### Short task
Put every line of the items below into a JSON list of strings, one string per line, leaving out blank lines.

╭─ Data in this exercise

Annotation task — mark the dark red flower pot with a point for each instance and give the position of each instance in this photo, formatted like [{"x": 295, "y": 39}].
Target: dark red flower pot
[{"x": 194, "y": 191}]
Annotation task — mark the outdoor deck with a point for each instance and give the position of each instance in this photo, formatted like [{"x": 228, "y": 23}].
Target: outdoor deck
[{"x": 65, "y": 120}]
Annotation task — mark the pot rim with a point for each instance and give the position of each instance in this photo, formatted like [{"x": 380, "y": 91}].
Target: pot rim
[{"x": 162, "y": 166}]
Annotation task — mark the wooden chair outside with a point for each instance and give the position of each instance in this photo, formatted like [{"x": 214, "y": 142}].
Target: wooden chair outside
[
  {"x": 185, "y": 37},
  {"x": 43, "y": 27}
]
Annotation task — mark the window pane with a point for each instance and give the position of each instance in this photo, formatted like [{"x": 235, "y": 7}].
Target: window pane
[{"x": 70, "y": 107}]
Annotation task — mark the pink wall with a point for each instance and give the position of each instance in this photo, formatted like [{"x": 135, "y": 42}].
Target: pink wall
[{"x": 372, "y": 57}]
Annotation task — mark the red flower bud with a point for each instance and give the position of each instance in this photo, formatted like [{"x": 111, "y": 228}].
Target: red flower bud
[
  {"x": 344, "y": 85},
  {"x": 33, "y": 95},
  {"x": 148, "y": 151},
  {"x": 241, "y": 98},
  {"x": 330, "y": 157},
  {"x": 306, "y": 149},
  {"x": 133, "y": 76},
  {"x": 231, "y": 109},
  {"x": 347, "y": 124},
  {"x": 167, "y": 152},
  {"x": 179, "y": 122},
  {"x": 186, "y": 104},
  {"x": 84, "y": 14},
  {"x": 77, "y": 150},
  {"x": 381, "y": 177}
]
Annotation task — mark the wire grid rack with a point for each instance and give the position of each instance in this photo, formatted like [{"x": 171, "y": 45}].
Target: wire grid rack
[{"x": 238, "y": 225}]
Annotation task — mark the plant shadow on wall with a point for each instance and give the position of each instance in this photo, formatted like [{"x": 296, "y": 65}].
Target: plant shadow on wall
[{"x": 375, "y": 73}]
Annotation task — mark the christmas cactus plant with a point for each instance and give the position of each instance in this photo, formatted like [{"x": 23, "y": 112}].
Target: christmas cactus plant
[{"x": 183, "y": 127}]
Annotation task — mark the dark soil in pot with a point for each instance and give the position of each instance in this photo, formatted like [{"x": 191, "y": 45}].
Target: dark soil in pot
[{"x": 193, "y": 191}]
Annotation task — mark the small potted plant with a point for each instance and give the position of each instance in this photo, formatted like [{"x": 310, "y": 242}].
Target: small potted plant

╰─

### Right answer
[
  "Annotation task — mark the dark red flower pot with a point for each instance and give the position of each instance in this photo, formatted like [{\"x\": 295, \"y\": 39}].",
  "Target: dark red flower pot",
  "[{\"x\": 194, \"y\": 191}]",
  "Annotation task — mark the outdoor deck with a point for each instance and give the position of each instance in this photo, formatted like [{\"x\": 228, \"y\": 23}].",
  "Target: outdoor deck",
  "[{\"x\": 65, \"y\": 120}]",
  "Annotation task — mark the pot rim with a point for each instance and give the position of each instance in this photo, formatted like [{\"x\": 380, \"y\": 91}].",
  "Target: pot rim",
  "[{\"x\": 162, \"y\": 166}]",
  "Annotation task — mark the wooden chair outside with a point for each instance and give the position of each instance in this photo, formatted like [{\"x\": 214, \"y\": 142}].",
  "Target: wooden chair outside",
  "[",
  "  {\"x\": 185, \"y\": 37},",
  "  {\"x\": 43, \"y\": 27}",
  "]",
  "Annotation task — mark the window pane with a point for each instance and give the position of each instance in this photo, formatted like [{\"x\": 235, \"y\": 7}].",
  "Target: window pane",
  "[{\"x\": 70, \"y\": 107}]",
  "Annotation task — mark the pink wall with a point for each instance and give the position of each instance in this photo, formatted like [{\"x\": 135, \"y\": 42}].",
  "Target: pink wall",
  "[{\"x\": 372, \"y\": 57}]",
  "Annotation task — mark the red flower bud with a point for each instance and give the position of each instance in this photo, formatted like [{\"x\": 111, \"y\": 228}].",
  "Target: red flower bud",
  "[",
  "  {\"x\": 344, \"y\": 85},",
  "  {\"x\": 33, \"y\": 95},",
  "  {\"x\": 148, \"y\": 151},",
  "  {\"x\": 241, \"y\": 98},",
  "  {\"x\": 330, \"y\": 157},",
  "  {\"x\": 306, \"y\": 149},",
  "  {\"x\": 133, \"y\": 76},",
  "  {\"x\": 231, \"y\": 109},",
  "  {\"x\": 347, \"y\": 124},",
  "  {\"x\": 167, \"y\": 152},",
  "  {\"x\": 179, \"y\": 122},",
  "  {\"x\": 186, \"y\": 104},",
  "  {\"x\": 84, \"y\": 14},",
  "  {\"x\": 77, \"y\": 150},",
  "  {\"x\": 381, \"y\": 177}",
  "]",
  "Annotation task — mark the wire grid rack with a point for each instance and give the position of each instance in this photo, formatted like [{\"x\": 171, \"y\": 45}].",
  "Target: wire grid rack",
  "[{\"x\": 238, \"y\": 225}]",
  "Annotation task — mark the plant shadow on wall with a point for each instance and give the position of each instance in this photo, formatted like [{\"x\": 296, \"y\": 65}].",
  "Target: plant shadow on wall",
  "[{\"x\": 375, \"y\": 73}]",
  "Annotation task — mark the christmas cactus plant with a point for each instance and give the position of each instance in this photo, formatted like [{\"x\": 23, \"y\": 112}].",
  "Target: christmas cactus plant",
  "[{\"x\": 183, \"y\": 127}]",
  "Annotation task — mark the dark soil in pot with a point for each instance and give the position of each instance in this photo, formatted like [{\"x\": 191, \"y\": 45}].",
  "Target: dark soil in pot",
  "[{\"x\": 193, \"y\": 191}]",
  "Annotation task — mark the small potted plant with a point for each instance and give the position of each instance in this photo, formatted like [{\"x\": 310, \"y\": 242}].",
  "Target: small potted plant"
]